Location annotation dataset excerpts
- - - - - - -
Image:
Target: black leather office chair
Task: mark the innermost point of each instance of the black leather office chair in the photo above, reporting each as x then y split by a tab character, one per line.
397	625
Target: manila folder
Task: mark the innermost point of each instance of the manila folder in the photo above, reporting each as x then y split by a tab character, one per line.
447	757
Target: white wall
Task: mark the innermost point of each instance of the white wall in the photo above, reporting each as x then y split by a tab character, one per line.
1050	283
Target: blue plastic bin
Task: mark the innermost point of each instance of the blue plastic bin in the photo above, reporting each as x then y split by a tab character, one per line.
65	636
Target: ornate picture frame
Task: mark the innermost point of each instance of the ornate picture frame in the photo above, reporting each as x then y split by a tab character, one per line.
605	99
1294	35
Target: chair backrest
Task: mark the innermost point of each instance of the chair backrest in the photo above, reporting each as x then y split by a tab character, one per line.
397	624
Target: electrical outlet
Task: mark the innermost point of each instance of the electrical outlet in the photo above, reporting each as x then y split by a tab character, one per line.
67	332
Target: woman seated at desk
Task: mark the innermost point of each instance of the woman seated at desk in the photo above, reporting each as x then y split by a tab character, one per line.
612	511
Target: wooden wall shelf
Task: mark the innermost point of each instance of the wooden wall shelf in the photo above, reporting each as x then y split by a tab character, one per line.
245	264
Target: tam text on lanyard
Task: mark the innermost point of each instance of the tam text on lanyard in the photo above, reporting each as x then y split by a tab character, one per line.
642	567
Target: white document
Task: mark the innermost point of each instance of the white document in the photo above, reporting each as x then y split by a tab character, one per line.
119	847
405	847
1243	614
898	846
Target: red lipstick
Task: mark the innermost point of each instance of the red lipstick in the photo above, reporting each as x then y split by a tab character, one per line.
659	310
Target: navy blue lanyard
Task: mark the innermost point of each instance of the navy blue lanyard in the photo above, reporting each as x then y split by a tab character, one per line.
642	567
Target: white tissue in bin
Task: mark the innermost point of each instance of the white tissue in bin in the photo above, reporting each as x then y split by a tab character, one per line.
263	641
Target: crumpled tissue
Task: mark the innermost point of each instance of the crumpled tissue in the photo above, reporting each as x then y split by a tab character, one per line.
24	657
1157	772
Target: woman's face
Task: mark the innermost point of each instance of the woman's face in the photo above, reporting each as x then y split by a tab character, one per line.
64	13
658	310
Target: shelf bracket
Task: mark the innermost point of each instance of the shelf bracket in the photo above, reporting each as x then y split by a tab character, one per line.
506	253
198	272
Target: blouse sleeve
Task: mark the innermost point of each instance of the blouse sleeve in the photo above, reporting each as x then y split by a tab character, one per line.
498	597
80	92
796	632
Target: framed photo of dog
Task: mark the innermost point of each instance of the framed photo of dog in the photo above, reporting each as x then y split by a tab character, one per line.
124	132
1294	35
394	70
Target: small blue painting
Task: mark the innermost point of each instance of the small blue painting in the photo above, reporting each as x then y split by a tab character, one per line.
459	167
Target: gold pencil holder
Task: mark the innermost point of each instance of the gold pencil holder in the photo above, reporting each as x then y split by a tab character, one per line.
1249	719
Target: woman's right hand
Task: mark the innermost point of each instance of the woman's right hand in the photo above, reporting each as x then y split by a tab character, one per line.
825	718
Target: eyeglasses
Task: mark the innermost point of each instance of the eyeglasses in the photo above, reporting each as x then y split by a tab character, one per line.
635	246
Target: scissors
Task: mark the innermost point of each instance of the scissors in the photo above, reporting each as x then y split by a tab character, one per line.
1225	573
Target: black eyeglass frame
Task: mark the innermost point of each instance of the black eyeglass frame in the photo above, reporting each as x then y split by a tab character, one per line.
- - - - - - -
_SET PROBLEM_
Extract the complete listing above, reproducing each line exactly.

_REPLY TO THE TASK_
Image:
Target: black leather office chair
Task: mark the innermost point of each instance of the black leather office chair in the photo above, reporting each as x then y split by a tab character, one per line.
397	625
Target: manila folder
Task: mark the innermost point of each instance of the manila folder in the photo above, reporting each as x then y split by a tab character, one per line.
447	757
Target: white wall
Task: mark the innermost point of each instance of the white wall in the photo above, reporting each as x then y split by a tab character, one per line.
1050	283
Target: blue plastic bin
Task: mark the innermost point of each instance of the blue plastic bin in the photo above, reporting each as x then y split by a tab character, one per line.
65	636
Target: ornate picture frame
Task: mark the innermost point of each instance of the ornate picture frame in the photo above, reporting each as x then y split by a tab character, one per line.
605	99
1294	35
Target: chair backrest
Task: mark the innermost point of each instance of the chair backrest in the photo above, reporting each as x then y split by a tab character, one per line.
397	624
Target: electrical outlet
Task: mark the innermost point of each instance of the electrical outlet in the photo above, reporting each as x then y split by a tab character, one per line.
67	332
Target: woman seated at desk
Task: mark the innermost point of each instance of the woman seated at desk in the photo above, reporting each as x then y split by a tab character, one per line.
612	511
Target: wooden wall shelf
Task: mark the innermost point of each instance of the wooden wall shelf in the photo above, reporting each as x then y split by a tab character, one per line.
245	264
Target: tam text on lanyard
Task: mark the innermost point of each instance of the tam text on lanyard in the photo above, reporting each as x then y split by a tab character, one per line.
642	567
Target: white document
Task: mark the innermost point of each instance of the white document in the photo above, reporting each as x then y split by a tab character, one per line.
119	847
405	847
1243	614
898	846
Target: red lipstick
Task: mark the innermost point of each instance of the red lipstick in the photo above, reporting each as x then y split by a tab character, one per line.
659	310
Target: navy blue lanyard
Task: mark the innermost point of each instance of the navy blue lanyard in the photo above, reporting each as x then y split by a tab character, one per line.
642	567
Target: white tissue in bin
Task: mark the innermost point of each instance of the white tissue in bin in the photo above, reporting each as x then y split by a tab character, one per line.
263	641
Target: crumpled tissue
Task: mark the innermost point of each instance of the crumpled tissue in the photo above, reporting each as x then y split by a tab character, one per line.
24	657
1157	772
Target: woman's face
Task: mark the innermost point of each instance of the woman's face in the photo above, reporting each as x then y split by a tab character, one per line.
64	13
658	310
Target: shelf bracket
Task: mark the innermost point of each instance of the shelf bracket in the photo above, reporting each as x then y split by a tab character, one per line.
506	253
198	272
Target: blouse sleeve
Task: mark the innermost point of each instance of the blouse sleeve in the photo above, reporting each as x then y split by a tab character, one per line.
498	597
80	92
796	632
Target: framed photo of dog
Task: mark the innermost point of each instance of the framed photo of dog in the photo above, reporting each as x then y split by a tab character, one per line.
124	132
1294	35
394	70
Target: small blue painting
Task: mark the innermost point of each instance of the small blue painting in the photo above, reporting each as x then y split by a tab character, one per line.
459	167
Target: gold pencil holder
Task: mark the innermost point of each instance of the gold pencil holder in the photo above, reporting each as x then y split by a tab character, one per line.
1249	719
Target: woman's right hand
Task: mark the innermost point of each instance of the woman's right hand in the photo above, reporting each as x then y split by a tab character, one per line.
825	718
Target: eyeglasses
Task: mark the innermost point of each instance of the eyeglasses in the photo above, reporting each as x then y split by a tab character, one per line.
635	246
Target: scissors
Task: mark the innermost point of each instance of the scissors in the photo above, reporting each as x then y split by a tab character, one per line.
1225	573
Target: black eyeglass frame
Task: mark the innermost point of each instance of the black eyeglass frame in the photo above, reporting each as x then y split by a tab character, one per line.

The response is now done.